§ **ESTRATTO FORNITO**:

§ §

Il 3 maggio è la giornata mondiale della libertà di informazione. Il giorno prima si commemoravano i morti sul lavoro (altro tema troppo spesso dimenticato dai media). Il calendario scandisce pressoché quotidianamente un anniversario, una ricorrenza. E la gran parte riguardano vittime di atti di terrorismo o di mafia, di diritti civili negati, di libertà non riconosciute. Le stragi (impunite), gli infortuni mortali (non risarciti), i giovani deceduti per le percosse (nelle carceri e nelle caserme), o i cronisti scomparsi…
Quanti interrogativi in questa giornata del 3 maggio:
– Perché negli ultimi venti anni sono stati uccisi nel mondo quasi 15 mila reporter (trentanove solo nel 2013)?
– Perché si deve pagare con la vita la ricerca della verità?
– E perché ci vogliono anni, talvolta decenni per conoscere i nomi degli esecutori materiali e dei mandanti?
Non sono da meno le domande da porre se restringiamo il campo allo stato di salute dell’informazione in Italia…
– Perché l’Italia deve continuare ad essere al 57° posto delle graduatorie internazionali sulla libertà di stampa e fanalino di cosa in Europa?
– Perché il conflitto di interessi è considerato ancora un tema tabù e non è presente nell’agenda del nuovo governo (nonostante sia stato ampiamente sbandierato in campagna elettorale)?
– Perché, come ha spesso ribadito lo stesso segretario dell’Usigrai Vittorio Di Trapani non si riforma la Legge Gasparri sottraendo la Rai dal controllo e dal condizionamento di partiti, governi e lobbies per garantire autonomia e indipendenza del servizio pubblico?
– Perché nonostante sia stata approvata la legge sull’equo compenso i cronisti, specie al sud continuano a ricevere cifre da fame e senza alcun tipo di tutela?

§ §

§ **DATI FORNITI**:
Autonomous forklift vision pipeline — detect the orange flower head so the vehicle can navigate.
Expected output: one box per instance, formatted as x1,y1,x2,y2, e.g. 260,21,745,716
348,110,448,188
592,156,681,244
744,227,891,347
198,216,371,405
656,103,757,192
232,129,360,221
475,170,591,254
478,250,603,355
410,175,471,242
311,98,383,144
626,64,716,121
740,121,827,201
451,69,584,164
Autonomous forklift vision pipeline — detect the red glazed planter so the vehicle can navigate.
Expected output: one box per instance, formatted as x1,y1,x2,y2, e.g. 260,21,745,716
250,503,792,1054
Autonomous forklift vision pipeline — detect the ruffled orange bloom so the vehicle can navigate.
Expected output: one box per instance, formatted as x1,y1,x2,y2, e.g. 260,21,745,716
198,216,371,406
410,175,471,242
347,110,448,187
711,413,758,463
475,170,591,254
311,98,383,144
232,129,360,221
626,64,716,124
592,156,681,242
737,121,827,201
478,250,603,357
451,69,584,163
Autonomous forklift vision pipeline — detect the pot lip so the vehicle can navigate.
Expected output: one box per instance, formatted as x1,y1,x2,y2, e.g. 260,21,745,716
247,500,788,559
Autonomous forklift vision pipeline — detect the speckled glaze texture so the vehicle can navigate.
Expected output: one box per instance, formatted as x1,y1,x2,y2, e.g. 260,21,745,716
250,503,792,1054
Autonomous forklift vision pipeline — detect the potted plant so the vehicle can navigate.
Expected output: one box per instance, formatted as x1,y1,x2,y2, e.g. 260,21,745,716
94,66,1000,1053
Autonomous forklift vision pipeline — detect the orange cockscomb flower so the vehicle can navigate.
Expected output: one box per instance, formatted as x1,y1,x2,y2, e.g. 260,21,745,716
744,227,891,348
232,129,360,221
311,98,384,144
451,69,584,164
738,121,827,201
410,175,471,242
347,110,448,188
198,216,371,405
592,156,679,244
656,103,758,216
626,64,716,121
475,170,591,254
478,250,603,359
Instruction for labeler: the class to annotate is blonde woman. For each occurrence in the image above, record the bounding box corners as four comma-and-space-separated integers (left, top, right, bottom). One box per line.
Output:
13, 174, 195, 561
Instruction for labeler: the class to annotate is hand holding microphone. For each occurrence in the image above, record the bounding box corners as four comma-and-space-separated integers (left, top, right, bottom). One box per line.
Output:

§ §

§ **COSA FARAI**:
#1 Estrai testualmente dal brano sulla libertà di informazione la parte compresa tra "Il 3 maggio" e "e dei mandanti?", estremi inclusi.
#2 Prosegui il brano sulla libertà di informazione subito dopo la sua ultima frase.
Le voci provengono da un'altra fonte.

§ **RISPOSTE PER COMPITO**:
#1
Il 3 maggio è la giornata mondiale della libertà di informazione. Il giorno prima si commemoravano i morti sul lavoro (altro tema troppo spesso dimenticato dai media). Il calendario scandisce pressoché quotidianamente un anniversario, una ricorrenza. E la gran parte riguardano vittime di atti di terrorismo o di mafia, di diritti civili negati, di libertà non riconosciute. Le stragi (impunite), gli infortuni mortali (non risarciti), i giovani deceduti per le percosse (nelle carceri e nelle caserme), o i cronisti scomparsi…
Quanti interrogativi in questa giornata del 3 maggio:
– Perché negli ultimi venti anni sono stati uccisi nel mondo quasi 15 mila reporter (trentanove solo nel 2013)?
– Perché si deve pagare con la vita la ricerca della verità?
– E perché ci vogliono anni, talvolta decenni per conoscere i nomi degli esecutori materiali e dei mandanti?

#2
– Perché non si interviene con una legge sulle “querele temerarie” per impedire ai potenti di turno di chiedere risarcimenti milionari ai giornalisti come forma di intimidazione preventiva per scoraggiarli a promuovere determinate inchieste?
– Perché il Parlamento non affronta il tema di una normativa sull’editoria e del finanziamento ai giornali combattendo le furbizie e gli sprechi ma evitando, come ha più volte ribadito lo stesso presidente della Repubblica, la chiusura di tante testate di interesse storico e culturale e la mortificazione del pluralismo dell’informazione?
– Perché l’informazione (soprattutto quella televisiva) deve essere infarcita dei delitti privati o del gossip sui vip ma non si può trovare spazio per le crisi dimenticate e i diritti umani negati in varie parti del mondo?
– Perché deve esistere un’associazione denominata Articolo21 – e tante altre organizzazioni che combattono la stessa battaglia – per difendere un diritto che, in quanto sancito dalla Costituzione, dovrebbe essere dato per acquisito?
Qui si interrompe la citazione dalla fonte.